Copy exactly the lines from the "Can you see the cabinet" line to the end, both included, and nothing else.
○ ○ ○ ○ ○ ○ ○
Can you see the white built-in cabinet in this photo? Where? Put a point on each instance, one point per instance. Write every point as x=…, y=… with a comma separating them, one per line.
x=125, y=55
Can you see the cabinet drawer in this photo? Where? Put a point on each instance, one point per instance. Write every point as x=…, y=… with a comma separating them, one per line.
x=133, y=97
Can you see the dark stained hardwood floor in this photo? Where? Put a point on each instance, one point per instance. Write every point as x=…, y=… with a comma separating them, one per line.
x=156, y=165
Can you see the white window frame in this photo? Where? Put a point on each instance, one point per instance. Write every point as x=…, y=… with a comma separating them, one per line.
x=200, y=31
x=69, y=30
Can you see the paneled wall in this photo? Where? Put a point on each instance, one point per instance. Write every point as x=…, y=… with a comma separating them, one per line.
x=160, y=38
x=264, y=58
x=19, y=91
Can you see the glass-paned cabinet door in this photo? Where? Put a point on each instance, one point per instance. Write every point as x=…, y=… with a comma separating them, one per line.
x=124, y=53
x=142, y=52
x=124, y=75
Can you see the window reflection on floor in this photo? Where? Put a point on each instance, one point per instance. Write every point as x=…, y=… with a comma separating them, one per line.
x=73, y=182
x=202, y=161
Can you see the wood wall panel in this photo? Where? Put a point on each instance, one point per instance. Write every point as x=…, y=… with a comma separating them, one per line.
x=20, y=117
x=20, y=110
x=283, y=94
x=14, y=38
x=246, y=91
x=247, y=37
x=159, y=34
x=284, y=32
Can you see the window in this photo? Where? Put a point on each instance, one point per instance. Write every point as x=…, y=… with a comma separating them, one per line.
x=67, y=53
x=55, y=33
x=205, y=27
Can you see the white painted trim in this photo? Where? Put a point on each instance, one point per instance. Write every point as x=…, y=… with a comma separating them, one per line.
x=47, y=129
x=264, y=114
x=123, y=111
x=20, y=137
○ ○ ○ ○ ○ ○ ○
Reply to the exercise:
Can you see the cabinet drawer in this photo? Where? Put a point on each instance, one point per instance. Write every point as x=…, y=… with a comma separating them, one per line.
x=133, y=97
Can you see the dark stained hardwood floor in this photo? Where? Put a point on each instance, one point per instance. Write every point as x=…, y=… with a comma separating them, one per line.
x=156, y=165
Can you see the white window frame in this photo? Where? Put a point on each instance, one point per instance. Write every point as x=…, y=… with a comma separating them, one per line.
x=200, y=31
x=69, y=30
Can you see the paneled wall in this photo? Where? Put a point on each instance, one point per instance. Write every point as x=…, y=… with a comma separating them, one per line.
x=160, y=38
x=264, y=58
x=19, y=91
Can you see the glass-paned cabinet door in this photo? Where? Put a point on each instance, one point per instance. Write every point as x=…, y=… with a comma separating them, one per line.
x=124, y=53
x=142, y=52
x=124, y=75
Can you see the window reflection on floor in this photo? Where? Put a point on each instance, one point per instance. Write every point as x=…, y=… with a comma separating them, one per line.
x=73, y=182
x=202, y=161
Can you see the wood wall panel in this photo? Where? Put a point on each instance, one point per instance. Write every point as x=…, y=… with a comma separating them, one per line.
x=20, y=117
x=20, y=110
x=283, y=94
x=14, y=38
x=246, y=91
x=247, y=37
x=159, y=34
x=284, y=32
Can you see the window in this photo? Where? Put a point on each instance, one point per instance. Write every point as x=…, y=… with a comma separating them, one per line.
x=67, y=53
x=55, y=33
x=205, y=27
Can you see the white painted trim in this photo? Where? Put a point on each instance, one point per instance. Write every point as x=…, y=… with a comma separating them, one per line.
x=47, y=129
x=264, y=114
x=123, y=111
x=20, y=137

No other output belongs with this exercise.